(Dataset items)
● ● ● ●
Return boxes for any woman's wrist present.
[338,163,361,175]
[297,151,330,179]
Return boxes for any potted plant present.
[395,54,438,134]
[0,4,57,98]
● ● ● ●
List every line of the material above that contains the word "Return".

TASK ANSWER.
Return boxes for any woman's wrist present.
Return boxes for any potted plant present.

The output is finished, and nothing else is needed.